• _EXCERPT_:
┌──

The scientific approach is probably the oldest approach to curriculum evaluation as it dates from modernism and the emphasis on the scientific method of the 19th to 20th century. This approach to curriculum evaluation focuses on using quantitative data generate by the learners. This allows for statistical analysis. Furthermore, the results are compared in order to determine the level of success. This comparison is at the heart of decision-making when this approach is employed.

There are natural issues with such a heavy emphasis on numerical data. For one, the students narrative is missing. A lickert scale analysis is not as rich in content as an interview. Another issue is the assumption of similar circumstances. The diversity in student ability and even in teaching ability makes it difficult to assume that students are facing similar challenges and circumstances.

Humanistic Approach

In a more post-modern worldview the Humanistic approach looks at the individual rather than the numbers. Data is much more qualitative in nature. The rationale behind this is that life has multiple perspectives to it and quantitative data only provides one perspective.

Humanistic evaluators want to understand the complexities of the environment they are assessing. This involves capturing narratives through interviews and focus groups. Observation is used not to count frequencies but to take notes of what is happening in the classroom.

The major issues with this approach is the smaller sample size that is required. It is not feasible to interview 400 students but perhaps 20 is doable. In contrast, conducting a survey with 400 students should not be a challenge for a scientific evaluator. Furthermore, there are questions as to the objectivity of the results.

Since qualitative data is processed by the researcher their own perspective can filter what they report when they share the perspective of the respondents, In contrast, scientific approaches are more objective in that computer processes and reports the results.


Instead of having a bias towards scientific or humanistic approaches to curriculum evaluation. It is better to look at the context of what needs to be evaluated and determine the most appropriate approach. It should be the context and not the preference of the evaluators that should decide which direction to take. In many situations, a mixture of both approaches may be appropriate but this involves much more work and complexity.

└──

Records drawn from a dataset:
┌──

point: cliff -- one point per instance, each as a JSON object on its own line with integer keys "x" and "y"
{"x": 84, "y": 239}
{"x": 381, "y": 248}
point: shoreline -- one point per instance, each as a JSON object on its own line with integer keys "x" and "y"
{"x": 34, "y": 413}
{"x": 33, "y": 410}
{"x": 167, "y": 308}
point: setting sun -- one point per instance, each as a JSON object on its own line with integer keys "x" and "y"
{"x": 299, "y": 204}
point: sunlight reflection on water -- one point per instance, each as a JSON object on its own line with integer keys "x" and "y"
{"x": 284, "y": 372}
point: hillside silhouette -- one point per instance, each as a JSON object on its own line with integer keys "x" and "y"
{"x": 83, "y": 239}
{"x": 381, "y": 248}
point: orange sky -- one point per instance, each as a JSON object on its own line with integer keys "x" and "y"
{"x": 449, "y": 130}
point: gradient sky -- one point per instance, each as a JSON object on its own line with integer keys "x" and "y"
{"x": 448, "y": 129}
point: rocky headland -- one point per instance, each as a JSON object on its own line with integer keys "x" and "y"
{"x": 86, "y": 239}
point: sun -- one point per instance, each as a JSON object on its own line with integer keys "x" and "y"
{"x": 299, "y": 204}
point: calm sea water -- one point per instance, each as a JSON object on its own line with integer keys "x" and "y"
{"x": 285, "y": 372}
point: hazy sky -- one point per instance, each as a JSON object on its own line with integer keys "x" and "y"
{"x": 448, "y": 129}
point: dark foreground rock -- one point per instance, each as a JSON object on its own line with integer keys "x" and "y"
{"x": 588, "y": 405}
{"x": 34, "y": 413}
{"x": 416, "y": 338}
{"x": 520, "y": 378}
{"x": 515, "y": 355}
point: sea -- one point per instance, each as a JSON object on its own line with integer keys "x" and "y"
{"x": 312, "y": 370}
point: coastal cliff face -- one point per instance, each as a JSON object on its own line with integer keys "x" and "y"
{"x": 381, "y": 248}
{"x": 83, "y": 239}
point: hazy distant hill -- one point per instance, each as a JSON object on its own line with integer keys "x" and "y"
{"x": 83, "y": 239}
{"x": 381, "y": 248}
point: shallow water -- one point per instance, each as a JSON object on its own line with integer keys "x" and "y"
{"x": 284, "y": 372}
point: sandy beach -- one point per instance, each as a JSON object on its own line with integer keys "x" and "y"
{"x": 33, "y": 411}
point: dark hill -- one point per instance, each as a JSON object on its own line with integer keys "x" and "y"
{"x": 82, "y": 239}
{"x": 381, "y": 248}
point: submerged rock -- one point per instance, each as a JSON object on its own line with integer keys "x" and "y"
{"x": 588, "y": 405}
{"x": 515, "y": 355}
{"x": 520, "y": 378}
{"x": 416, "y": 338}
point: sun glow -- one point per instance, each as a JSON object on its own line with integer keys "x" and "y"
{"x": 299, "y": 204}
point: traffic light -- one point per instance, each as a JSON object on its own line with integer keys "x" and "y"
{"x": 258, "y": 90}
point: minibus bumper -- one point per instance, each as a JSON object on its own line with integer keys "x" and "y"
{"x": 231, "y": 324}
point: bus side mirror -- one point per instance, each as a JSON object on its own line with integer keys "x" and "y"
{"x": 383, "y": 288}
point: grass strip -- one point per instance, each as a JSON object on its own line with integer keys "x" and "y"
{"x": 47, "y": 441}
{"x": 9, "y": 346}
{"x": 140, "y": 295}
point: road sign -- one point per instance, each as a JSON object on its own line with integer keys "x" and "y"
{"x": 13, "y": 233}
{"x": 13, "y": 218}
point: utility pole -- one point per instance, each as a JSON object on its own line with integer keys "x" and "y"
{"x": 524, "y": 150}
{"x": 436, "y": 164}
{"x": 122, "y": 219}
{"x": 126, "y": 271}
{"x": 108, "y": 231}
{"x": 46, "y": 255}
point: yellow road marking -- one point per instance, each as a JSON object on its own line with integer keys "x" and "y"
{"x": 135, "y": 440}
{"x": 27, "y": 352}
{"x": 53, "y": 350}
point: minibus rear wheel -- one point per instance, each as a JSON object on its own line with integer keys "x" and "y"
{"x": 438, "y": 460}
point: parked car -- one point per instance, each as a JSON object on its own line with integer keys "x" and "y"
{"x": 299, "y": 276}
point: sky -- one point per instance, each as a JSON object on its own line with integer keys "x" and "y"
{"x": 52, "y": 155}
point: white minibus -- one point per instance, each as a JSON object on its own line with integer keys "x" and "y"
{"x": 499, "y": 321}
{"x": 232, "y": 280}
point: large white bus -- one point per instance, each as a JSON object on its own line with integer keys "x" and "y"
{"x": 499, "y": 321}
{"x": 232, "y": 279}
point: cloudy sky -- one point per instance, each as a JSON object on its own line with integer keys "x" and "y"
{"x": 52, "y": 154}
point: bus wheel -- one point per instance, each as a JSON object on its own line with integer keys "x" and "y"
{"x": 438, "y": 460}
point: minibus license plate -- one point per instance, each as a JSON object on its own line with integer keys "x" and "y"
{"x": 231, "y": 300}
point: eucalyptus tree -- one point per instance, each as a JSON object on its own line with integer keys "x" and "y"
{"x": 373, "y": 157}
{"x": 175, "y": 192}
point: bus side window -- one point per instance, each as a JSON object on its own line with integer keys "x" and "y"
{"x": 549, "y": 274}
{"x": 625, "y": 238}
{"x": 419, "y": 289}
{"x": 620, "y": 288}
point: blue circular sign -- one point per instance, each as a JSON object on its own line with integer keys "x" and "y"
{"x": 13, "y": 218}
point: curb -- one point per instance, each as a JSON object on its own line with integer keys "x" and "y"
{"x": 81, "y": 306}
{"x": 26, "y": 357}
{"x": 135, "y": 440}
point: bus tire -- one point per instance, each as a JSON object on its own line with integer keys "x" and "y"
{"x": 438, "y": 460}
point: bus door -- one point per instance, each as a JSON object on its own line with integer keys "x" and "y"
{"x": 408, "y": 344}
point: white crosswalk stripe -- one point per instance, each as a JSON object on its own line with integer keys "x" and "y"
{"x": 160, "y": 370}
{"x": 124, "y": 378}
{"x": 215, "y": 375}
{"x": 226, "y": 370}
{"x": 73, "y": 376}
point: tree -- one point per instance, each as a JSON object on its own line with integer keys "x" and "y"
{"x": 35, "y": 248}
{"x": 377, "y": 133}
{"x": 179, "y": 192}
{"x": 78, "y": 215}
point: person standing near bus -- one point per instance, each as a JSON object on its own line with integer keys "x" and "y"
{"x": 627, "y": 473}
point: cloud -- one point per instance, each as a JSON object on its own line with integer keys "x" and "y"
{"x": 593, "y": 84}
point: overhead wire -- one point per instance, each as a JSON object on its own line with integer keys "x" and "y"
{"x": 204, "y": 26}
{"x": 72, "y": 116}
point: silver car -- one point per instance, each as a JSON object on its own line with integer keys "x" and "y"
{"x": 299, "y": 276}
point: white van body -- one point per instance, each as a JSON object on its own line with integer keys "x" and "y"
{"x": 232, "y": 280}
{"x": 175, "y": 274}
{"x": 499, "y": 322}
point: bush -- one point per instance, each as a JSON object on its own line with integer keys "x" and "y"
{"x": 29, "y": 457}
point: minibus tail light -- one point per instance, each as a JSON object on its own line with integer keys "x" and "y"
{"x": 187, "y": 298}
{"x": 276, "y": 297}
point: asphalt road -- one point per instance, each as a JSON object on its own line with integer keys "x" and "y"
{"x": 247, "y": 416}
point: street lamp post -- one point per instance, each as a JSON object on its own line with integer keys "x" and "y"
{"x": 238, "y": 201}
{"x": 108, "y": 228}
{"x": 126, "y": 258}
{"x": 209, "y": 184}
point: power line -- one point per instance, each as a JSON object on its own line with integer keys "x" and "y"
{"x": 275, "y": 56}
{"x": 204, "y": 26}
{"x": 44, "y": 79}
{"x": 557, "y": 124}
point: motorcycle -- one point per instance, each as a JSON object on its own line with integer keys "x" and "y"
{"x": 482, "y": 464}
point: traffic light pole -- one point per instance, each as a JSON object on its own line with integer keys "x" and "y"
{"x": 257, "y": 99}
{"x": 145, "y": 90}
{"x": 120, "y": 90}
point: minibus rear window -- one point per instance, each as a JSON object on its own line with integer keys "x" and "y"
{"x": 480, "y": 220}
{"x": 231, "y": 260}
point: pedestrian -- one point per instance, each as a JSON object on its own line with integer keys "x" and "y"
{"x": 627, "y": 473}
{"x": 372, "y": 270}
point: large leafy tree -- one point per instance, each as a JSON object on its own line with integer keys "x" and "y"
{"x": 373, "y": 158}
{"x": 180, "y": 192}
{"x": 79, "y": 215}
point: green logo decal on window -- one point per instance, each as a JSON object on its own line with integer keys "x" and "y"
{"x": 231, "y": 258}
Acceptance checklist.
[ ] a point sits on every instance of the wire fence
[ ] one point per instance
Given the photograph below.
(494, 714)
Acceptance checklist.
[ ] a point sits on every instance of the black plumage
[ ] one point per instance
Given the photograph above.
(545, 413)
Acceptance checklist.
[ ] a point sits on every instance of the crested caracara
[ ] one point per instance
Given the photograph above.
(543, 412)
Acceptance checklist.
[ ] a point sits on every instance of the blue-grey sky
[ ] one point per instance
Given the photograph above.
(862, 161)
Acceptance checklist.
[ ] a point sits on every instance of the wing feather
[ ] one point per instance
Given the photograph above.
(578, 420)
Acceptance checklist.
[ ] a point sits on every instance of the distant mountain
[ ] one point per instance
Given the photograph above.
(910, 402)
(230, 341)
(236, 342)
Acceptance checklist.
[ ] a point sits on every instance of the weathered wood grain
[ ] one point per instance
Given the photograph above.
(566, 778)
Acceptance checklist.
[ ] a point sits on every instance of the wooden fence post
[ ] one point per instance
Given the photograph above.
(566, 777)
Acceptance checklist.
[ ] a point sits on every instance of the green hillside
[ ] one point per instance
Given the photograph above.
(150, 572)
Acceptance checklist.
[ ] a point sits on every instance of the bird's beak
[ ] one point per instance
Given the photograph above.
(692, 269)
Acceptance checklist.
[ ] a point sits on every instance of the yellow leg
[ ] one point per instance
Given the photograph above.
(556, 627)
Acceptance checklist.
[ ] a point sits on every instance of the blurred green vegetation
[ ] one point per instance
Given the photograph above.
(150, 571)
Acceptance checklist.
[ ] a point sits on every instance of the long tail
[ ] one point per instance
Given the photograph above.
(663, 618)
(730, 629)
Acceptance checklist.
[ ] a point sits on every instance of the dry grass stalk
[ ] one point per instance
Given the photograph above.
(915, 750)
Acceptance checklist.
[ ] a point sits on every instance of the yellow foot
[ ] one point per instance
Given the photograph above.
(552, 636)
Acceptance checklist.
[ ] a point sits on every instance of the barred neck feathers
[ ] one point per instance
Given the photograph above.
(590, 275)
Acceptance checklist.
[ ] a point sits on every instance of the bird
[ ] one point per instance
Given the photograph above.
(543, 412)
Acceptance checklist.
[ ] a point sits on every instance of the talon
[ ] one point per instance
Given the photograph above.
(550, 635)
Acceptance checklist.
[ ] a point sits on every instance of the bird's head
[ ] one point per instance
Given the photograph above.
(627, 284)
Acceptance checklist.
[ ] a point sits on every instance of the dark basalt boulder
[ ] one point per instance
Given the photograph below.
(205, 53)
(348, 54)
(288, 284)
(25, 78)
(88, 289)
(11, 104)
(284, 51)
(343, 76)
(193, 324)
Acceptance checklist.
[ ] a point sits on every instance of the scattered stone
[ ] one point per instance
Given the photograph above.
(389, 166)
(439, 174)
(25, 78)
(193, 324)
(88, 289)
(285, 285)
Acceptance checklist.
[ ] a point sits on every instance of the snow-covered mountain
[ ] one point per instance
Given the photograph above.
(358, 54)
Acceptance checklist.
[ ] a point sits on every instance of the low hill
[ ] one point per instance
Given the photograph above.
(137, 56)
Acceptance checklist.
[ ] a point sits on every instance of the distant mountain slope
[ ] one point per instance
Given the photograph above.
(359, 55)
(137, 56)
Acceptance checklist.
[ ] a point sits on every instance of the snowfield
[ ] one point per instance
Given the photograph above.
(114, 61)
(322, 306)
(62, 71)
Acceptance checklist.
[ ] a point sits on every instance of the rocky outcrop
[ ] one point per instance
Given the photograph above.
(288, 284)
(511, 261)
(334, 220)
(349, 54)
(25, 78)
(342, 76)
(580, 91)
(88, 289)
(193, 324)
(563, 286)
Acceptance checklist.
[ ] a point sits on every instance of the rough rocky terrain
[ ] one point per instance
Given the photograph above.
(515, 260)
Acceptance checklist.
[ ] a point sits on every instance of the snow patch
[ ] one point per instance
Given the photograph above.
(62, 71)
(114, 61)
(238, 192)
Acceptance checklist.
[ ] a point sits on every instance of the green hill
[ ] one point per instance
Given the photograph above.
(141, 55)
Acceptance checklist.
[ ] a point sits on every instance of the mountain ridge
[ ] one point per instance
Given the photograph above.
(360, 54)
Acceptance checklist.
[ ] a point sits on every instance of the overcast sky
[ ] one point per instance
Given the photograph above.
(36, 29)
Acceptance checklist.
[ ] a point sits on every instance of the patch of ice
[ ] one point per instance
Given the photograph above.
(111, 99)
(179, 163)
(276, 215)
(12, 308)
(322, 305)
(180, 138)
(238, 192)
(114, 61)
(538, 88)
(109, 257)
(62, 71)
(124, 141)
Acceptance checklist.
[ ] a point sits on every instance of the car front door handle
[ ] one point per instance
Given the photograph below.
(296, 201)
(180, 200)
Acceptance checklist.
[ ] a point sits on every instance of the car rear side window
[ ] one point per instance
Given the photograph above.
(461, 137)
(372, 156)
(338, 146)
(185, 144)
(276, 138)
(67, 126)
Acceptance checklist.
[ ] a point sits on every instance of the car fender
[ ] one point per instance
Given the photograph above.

└──

• _APPLY WHAT YOU READ_:
1/ Copy the part of the curriculum evaluation excerpt starting with "The major issues" and going on through "reports the results.".
2/ Proceed with the passage on curriculum evaluation, picking up right after its final sentence.

• _EXPECTED RESPONSES_:
1/
The major issues with this approach is the smaller sample size that is required. It is not feasible to interview 400 students but perhaps 20 is doable. In contrast, conducting a survey with 400 students should not be a challenge for a scientific evaluator. Furthermore, there are questions as to the objectivity of the results.

Since qualitative data is processed by the researcher their own perspective can filter what they report when they share the perspective of the respondents, In contrast, scientific approaches are more objective in that computer processes and reports the results.

2/
The Purpose of Curriculum Evaluation

Curriculum evaluation is a critical aspect of the educational process. Most schools have to evaluate their curriculum at one point or another. This post will share insights into defining evaluation as well as the distinction between measurement and evaluation.

Defining Evaluation

Evaluation of a curriculum happens in order to decide whether to accept, change, or eliminate various aspects of a curriculum. The overall goal is to understand if the curriculum is producing the desired results. This implies that the evaluators know what to expect prior to the evaluation and are looking for these predetermined results.

Evaluation is about gathering data. This data can be collected in many different ways. The various data collection approaches are the same as any used in research. They include observation, interviews, surveys, and more. The data is often aggregated and used to determine if the goals of a program are being met.

Measurement and Evaluation

Evaluation is not only about measuring a phenomenon. Instead, evaluation assigns value and meaning to the results of a study. It assesses quality through quantitative or qualitative means. This is in contrast to measurement which describes a phenomenon but does not interpret the quality of it.

It is common for there to be confusion over measurement and evaluation. To remember the difference, measurement describes something numerical. Evaluation, on the other hand, judges something qualitatively.


It is important to remember that evaluation can happen at many different levels. The teacher can assess their unit plans. A department can assess their reading program. A school can assist its entire curriculum. Regardless of the level. Curriculum evaluation is often focused on determining how the curriculum is doing in terms of achieving the goals set for it.